• [Instructions for the task] Convert the rows below into a Markdown table with columns named No. and Text, one numbered entry per line, skipping blank lines. Omit the pictures.
──────── The input ────────
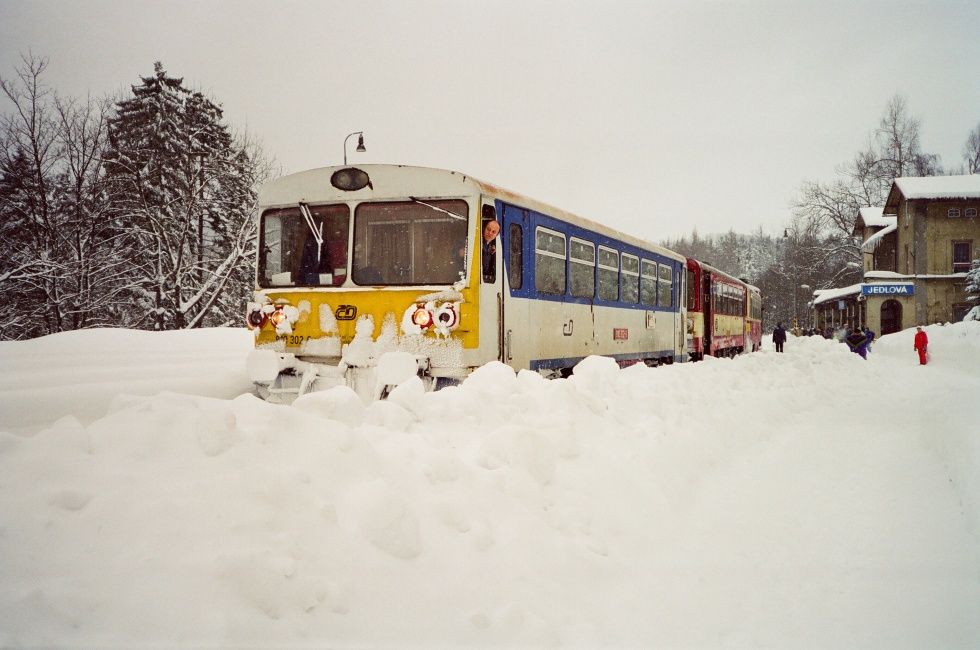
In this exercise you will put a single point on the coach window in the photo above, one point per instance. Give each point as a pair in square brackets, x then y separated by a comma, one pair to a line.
[608, 274]
[581, 268]
[692, 289]
[648, 283]
[549, 261]
[666, 290]
[515, 272]
[629, 279]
────────
• [Task result]
| No. | Text |
|---|---|
| 1 | In this exercise you will put a single point on the coach window in the photo above, one point per instance. Give each point as a pair in square brackets, x then y separated by a comma, one pair to a line. |
| 2 | [608, 274] |
| 3 | [581, 268] |
| 4 | [692, 289] |
| 5 | [648, 283] |
| 6 | [549, 261] |
| 7 | [666, 290] |
| 8 | [515, 272] |
| 9 | [629, 279] |